+++ Supplied material

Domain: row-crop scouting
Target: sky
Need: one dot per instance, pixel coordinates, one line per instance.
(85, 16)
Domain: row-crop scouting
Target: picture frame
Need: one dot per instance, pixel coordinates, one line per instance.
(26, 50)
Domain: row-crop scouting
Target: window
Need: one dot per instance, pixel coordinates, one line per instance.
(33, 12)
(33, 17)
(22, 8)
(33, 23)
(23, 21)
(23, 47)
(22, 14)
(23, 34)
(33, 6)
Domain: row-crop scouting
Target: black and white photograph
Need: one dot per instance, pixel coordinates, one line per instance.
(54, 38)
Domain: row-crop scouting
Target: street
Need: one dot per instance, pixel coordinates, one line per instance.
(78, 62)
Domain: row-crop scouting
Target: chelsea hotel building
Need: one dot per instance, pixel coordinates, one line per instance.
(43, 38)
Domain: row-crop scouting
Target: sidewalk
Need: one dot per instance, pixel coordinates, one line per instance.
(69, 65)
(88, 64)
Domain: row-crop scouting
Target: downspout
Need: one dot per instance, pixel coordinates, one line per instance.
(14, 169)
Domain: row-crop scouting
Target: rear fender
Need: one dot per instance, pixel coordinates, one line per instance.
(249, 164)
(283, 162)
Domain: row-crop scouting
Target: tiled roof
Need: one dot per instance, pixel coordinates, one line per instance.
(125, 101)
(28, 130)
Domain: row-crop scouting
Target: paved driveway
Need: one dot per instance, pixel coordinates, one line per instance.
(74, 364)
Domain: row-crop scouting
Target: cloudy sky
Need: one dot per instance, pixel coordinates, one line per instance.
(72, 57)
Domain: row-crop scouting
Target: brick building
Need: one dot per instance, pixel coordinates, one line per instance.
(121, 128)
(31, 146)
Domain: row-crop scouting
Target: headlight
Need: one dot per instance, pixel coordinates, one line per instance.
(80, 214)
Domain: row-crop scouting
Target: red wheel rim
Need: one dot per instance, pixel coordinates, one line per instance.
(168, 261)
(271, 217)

++++++

What to do: Transcribe the data above in full, exactly.

Task answer:
Domain: row-crop scouting
Target: sky
Need: one dot per instance, pixel coordinates, one line per instance.
(85, 16)
Domain: row-crop scouting
Target: picture frame
Need: one dot per instance, pixel coordinates, one line per instance.
(26, 50)
Domain: row-crop scouting
Target: window
Need: one dot per instance, pixel coordinates, one line per instance.
(33, 12)
(33, 17)
(22, 8)
(33, 23)
(23, 21)
(23, 47)
(22, 14)
(23, 34)
(33, 6)
Domain: row-crop scouting
Target: black and white photograph
Need: one dot per instance, pixel coordinates, one line per instance.
(54, 38)
Domain: row-crop scouting
Target: street
Need: one dot per instance, pixel coordinates, one line per instance.
(78, 62)
Domain: row-crop scouting
Target: chelsea hotel building
Need: one dot per instance, pixel coordinates, one line per instance.
(43, 38)
Domain: row-crop scouting
Target: sidewalk
Need: one dot per instance, pixel coordinates, one line per instance.
(69, 65)
(88, 64)
Domain: row-crop scouting
Target: downspout
Need: one dot per instance, pixel coordinates, one line per instance.
(14, 169)
Domain: row-crop scouting
Target: rear fender
Need: one dot per instance, pixel coordinates, one line per instance.
(249, 164)
(283, 162)
Domain: row-crop scouting
Target: tiled roof
Need: one dot per instance, pixel coordinates, one line per instance.
(125, 101)
(28, 130)
Domain: row-crop scouting
Target: paved driveway
Need: one dot per instance, pixel coordinates, one line per instance.
(74, 364)
Domain: row-crop scouting
Target: cloudy sky
Need: one dot per instance, pixel coordinates, one line per instance.
(72, 57)
Domain: row-crop scouting
Target: brick building
Need: one dot per instance, pixel coordinates, one line per instance.
(121, 128)
(31, 146)
Domain: row-crop scouting
Target: headlight
Need: one dot per instance, pixel coordinates, one line per instance.
(80, 214)
Domain: row-crop scouting
Target: red wheel rim
Need: one dot per instance, pixel coordinates, one line per instance.
(168, 261)
(271, 217)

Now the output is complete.